*** Opening Excerpted text ***
Author Options:

Just wondering about 2stroke in a 4stroke engine... Answered

Soo, currently teh lawnz needs mowing, but there's no petrol.... for the lawn mower, that's four-stroke (straight unleaded & oil seperate) there's two-stroke stuff though(50:1 ratio or so), I did try a little in the tank, which seemed to work okay, but concerned parents are wondering it might make it choke the mower to death, can someone please confirm what can happen, and what will most likely happen. =)




9 years ago

it will make more smoke,and the exhaust gas will be blue

It'll smoke alot, but won't damage the engine. If it is mixed too rich, it could foul the plug. But worst case scenario; you'd have to drain carb and tank and start with fresh gas.

I do this all the time, I only keep one can of gas, use the 50:1 mix in all my machines, never had a problem with the 4 stroke mower. Going on year five of it's life. BTW, little small engine tip, if you find the engine on a machine running sluggish, or not at all, take off the muffler and see if it will run. They put a spark arrestor in the muffler, it will carbon up with age, had this problem with practically every two stroke I've ever owned, just pull the arrestor screen out with pliers. NMF if you burn down the countryside.
*** Closing Excerpted text ***
*** Opening Dataset extract ***
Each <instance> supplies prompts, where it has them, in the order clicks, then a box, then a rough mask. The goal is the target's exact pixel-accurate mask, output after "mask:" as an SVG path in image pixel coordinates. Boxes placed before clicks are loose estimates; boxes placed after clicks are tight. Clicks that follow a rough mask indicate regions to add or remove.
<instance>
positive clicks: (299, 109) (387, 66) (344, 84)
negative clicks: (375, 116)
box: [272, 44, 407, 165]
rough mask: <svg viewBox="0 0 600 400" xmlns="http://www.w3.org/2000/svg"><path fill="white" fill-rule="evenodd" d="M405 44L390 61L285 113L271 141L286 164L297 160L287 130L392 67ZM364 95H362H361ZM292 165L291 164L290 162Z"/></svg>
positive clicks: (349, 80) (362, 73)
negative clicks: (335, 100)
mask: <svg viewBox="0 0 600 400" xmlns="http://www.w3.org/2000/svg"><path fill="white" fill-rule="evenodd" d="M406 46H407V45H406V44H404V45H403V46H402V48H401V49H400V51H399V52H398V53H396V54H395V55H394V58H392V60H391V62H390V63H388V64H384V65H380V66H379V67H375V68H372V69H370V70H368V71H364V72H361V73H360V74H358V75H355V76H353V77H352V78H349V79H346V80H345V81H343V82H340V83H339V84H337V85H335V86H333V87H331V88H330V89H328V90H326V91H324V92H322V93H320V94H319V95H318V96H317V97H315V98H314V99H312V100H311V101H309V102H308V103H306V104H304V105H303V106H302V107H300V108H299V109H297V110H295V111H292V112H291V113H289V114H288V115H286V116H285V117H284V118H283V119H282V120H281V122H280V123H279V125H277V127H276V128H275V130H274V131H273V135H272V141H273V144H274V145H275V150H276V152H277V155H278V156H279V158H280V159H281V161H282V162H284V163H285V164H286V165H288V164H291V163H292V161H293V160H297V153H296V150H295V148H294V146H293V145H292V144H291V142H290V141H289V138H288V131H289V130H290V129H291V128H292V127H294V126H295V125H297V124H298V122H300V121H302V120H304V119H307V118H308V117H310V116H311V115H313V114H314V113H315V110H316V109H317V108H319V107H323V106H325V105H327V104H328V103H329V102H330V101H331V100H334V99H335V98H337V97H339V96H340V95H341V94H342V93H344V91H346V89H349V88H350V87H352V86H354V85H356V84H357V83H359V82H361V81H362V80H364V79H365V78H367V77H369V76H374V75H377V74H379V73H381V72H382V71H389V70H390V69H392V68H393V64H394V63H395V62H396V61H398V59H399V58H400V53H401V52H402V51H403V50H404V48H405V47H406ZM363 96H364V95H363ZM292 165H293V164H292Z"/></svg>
*** Closing Dataset extract ***
■ **Work to complete**
a: In the forum thread about putting two-stroke fuel in a four-stroke mower, where is the spark arrestor located?
b: Pick up the forum thread about putting two-stroke fuel in a four-stroke mower after its final sentence and continue it.

■ **Solved problems**
a: In the muffler.

b:
Yeah, that was always a nuisance with our compressor engines, there was one of them that blew the arrestor out, another that continued for years until the exhaust blew right off the thing, at that point we replace is with a straight pipe, it ran great and smoked alot less than before, no spark problems either, it was about a foot of pipe and an 8hp honda. The only problem that solution ever had was when something went very wrong and the engine timing got completely outta whack, misfiring, shooting flames and burning the carbeurettor to a crisp was the order of the day, soon solved by some very dodgey fix, it went on for another three years and still runs but has been retired by the coming of a fancy new one that's quiet and just as powerful.

he should be ok at 50:1 though the carb might be a bitty sticky afterwards...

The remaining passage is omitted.